## EXTRAIT DU DOCUMENT

—————

Est-il fondé de penser que la question de la « race » et, avec elle, les effets durables du colonialisme et, plus largement encore, les revendications identitaires, constituent la clef de lecture principale pour comprendre les phénomènes actuels de domination ? Est-il juste d’en faire les combats prioritaires pour les gauches ?
à propos du livre de Stéphane Beaud et Gérard Noiriel, Race et sciences sociales. Essai sur les usages publics d’une catégorie, Agone, 2021, 422p, 22€.
Article paru dans L’ours 509, juin 2021.
La parution de ce livre provoque un débat au-delà des cercles universitaires. Car il pose deux questions, l’une d’ordre scientifique, concernant ce que doit être la bonne lecture de la société contemporaine, l’autre d’ordre politique, portant sur ce que doivent être les responsabilités de la gauche aujourd’hui (ou plutôt des gauches). Celles-ci sont liées en fait, les deux auteurs aussi bien revendiquant une conception de leur métier, d’historien pour Gérard Noiriel, de sociologue pour Stéphane Beaud, comme devant apporter une compréhension exacte de la réalité pour permettre de mener un combat politique pertinent.

—————

## SECTION DES DONNÉES
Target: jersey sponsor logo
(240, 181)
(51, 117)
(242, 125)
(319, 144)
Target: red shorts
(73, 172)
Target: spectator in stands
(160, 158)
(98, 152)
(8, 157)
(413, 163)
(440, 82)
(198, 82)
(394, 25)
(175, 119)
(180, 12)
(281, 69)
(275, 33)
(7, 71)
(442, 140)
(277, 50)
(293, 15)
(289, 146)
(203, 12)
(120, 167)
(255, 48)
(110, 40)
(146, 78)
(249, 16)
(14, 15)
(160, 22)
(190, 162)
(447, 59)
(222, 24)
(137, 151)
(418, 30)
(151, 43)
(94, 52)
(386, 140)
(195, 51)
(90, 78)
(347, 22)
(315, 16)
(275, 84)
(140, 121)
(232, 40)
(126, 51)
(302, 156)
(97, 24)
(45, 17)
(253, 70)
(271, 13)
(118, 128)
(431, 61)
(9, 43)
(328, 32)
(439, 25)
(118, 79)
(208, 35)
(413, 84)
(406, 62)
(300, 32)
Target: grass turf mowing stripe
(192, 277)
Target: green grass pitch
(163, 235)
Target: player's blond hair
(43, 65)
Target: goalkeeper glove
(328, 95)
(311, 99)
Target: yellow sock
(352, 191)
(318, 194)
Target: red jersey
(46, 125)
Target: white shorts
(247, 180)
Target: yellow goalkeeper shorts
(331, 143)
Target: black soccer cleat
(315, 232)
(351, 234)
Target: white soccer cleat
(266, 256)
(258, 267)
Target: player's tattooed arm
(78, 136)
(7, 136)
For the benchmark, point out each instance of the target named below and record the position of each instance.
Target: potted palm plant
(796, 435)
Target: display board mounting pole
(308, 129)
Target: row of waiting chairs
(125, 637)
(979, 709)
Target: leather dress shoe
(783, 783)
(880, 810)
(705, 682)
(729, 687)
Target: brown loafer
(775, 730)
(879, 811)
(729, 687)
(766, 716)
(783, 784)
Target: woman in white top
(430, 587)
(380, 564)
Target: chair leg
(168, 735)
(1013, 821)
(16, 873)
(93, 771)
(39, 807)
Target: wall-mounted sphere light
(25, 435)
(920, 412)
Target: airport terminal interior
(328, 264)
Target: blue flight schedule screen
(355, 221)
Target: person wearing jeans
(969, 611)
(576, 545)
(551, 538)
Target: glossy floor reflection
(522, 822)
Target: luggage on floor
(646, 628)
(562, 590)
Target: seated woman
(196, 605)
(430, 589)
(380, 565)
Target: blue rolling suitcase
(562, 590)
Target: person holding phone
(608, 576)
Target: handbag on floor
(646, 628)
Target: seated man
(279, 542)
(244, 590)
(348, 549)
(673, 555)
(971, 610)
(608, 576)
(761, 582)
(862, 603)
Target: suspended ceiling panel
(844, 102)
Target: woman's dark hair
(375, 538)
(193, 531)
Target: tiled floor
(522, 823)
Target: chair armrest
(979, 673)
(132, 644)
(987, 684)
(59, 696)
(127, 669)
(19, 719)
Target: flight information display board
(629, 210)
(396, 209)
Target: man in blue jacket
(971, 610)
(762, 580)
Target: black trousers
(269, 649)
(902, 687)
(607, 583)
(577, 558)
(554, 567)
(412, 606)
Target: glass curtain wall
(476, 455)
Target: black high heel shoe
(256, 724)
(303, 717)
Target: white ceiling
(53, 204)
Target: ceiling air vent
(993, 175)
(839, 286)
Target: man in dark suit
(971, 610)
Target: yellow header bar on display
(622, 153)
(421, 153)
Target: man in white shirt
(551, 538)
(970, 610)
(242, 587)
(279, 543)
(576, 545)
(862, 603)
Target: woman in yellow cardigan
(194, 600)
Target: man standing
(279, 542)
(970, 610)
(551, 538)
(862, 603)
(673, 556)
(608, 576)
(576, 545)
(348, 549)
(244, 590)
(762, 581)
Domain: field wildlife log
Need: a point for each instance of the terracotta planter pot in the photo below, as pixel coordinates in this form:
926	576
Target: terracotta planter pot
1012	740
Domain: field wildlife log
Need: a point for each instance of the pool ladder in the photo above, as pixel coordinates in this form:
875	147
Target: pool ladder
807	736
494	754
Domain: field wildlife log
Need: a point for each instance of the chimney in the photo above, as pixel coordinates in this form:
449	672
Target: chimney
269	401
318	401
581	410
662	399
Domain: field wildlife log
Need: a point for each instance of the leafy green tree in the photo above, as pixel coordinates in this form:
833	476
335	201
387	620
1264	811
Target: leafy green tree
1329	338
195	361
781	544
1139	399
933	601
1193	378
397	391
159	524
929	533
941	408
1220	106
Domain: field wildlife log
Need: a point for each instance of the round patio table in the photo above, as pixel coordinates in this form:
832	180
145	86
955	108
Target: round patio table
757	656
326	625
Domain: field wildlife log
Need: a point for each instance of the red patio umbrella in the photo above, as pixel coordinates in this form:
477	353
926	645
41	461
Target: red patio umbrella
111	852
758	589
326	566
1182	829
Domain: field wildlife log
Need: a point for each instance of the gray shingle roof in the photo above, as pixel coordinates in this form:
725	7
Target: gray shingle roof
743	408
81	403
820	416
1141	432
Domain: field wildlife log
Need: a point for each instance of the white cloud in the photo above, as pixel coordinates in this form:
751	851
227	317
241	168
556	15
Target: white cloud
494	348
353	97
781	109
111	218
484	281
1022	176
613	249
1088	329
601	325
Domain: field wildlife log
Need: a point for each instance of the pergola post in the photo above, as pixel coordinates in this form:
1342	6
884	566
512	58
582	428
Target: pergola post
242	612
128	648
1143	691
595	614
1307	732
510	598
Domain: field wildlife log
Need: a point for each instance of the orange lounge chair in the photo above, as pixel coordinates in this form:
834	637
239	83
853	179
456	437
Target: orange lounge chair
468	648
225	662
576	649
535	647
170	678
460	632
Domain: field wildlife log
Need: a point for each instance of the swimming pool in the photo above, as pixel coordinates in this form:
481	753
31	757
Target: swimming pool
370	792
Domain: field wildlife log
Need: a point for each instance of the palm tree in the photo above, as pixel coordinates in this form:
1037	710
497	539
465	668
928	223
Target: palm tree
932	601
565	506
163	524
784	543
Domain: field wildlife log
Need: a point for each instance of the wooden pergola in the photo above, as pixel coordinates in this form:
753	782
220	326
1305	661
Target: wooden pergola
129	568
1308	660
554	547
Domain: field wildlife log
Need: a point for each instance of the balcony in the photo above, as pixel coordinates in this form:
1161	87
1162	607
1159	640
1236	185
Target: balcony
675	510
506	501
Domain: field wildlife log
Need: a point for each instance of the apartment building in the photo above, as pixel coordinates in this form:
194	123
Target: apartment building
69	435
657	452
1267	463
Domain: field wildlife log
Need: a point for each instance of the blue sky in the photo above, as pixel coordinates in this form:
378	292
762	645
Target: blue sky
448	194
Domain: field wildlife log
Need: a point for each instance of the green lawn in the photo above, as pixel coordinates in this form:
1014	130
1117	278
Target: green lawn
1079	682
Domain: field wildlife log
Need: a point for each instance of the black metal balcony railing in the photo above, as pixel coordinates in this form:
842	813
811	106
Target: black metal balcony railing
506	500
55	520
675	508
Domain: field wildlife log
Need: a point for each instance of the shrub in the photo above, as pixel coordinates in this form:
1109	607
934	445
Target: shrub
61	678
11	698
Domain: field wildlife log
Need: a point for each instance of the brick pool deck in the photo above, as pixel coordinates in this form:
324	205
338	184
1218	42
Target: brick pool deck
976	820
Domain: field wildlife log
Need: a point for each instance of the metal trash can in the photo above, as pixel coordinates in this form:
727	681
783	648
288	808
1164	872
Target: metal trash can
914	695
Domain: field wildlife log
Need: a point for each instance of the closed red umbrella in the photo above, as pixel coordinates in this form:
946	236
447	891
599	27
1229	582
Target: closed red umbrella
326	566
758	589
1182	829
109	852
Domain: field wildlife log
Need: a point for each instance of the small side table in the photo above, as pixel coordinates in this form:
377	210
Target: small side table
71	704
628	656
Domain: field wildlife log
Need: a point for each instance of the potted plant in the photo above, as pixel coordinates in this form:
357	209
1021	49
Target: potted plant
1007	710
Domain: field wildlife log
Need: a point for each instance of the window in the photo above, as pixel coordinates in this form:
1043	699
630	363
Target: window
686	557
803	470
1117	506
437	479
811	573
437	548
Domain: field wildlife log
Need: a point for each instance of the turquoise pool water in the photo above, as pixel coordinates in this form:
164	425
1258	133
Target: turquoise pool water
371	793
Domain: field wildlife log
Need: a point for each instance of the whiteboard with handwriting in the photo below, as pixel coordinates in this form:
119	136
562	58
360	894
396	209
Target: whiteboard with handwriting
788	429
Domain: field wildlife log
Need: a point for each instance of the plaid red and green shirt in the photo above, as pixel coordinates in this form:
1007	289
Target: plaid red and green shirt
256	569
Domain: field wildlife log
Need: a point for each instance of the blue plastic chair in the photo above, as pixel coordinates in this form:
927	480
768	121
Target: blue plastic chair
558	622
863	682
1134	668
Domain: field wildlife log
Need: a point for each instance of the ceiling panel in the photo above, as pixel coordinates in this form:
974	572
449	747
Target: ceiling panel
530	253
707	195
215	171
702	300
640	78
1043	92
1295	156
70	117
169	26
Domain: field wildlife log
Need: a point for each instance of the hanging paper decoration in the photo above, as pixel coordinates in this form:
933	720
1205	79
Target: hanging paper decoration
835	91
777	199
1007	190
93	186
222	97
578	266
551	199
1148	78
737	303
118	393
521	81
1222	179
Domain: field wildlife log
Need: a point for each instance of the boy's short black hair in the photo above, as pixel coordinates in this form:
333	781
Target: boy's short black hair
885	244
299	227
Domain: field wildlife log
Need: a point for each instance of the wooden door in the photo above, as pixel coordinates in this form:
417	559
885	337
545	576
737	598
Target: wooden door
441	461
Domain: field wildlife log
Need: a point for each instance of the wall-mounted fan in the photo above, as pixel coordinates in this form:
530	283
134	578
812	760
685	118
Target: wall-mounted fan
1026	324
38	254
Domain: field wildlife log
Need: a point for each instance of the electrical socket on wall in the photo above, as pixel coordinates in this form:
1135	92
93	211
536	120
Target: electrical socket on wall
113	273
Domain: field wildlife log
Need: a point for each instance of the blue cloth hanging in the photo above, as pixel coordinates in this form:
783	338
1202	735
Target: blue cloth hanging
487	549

—————

## EXERCICES
[a] Selon l'article sur le livre Race et sciences sociales, dans quel numéro de L'ours a-t-il paru ?
[b] Reprenez l'article sur le livre Race et sciences sociales à la suite de sa dernière phrase.

## RÉPONSES FOURNIES
[a] Il a paru dans L'ours 509, en juin 2021.

[b]
Pour y répondre, les auteurs procèdent en trois temps. Une première partie redonne une perspective historique depuis la fin du XIXe siècle, pour montrer l’enjeu qu’a déjà représenté la notions de race dans les luttes politiques et idéologiques. La seconde étudie le moment présent où la « race » paraît l’emporter sur la « classe ». Et la troisième décortique, en quelque sorte, une étude de cas sur l’affaire dite des « quotas raciaux » dans le football français en 2011.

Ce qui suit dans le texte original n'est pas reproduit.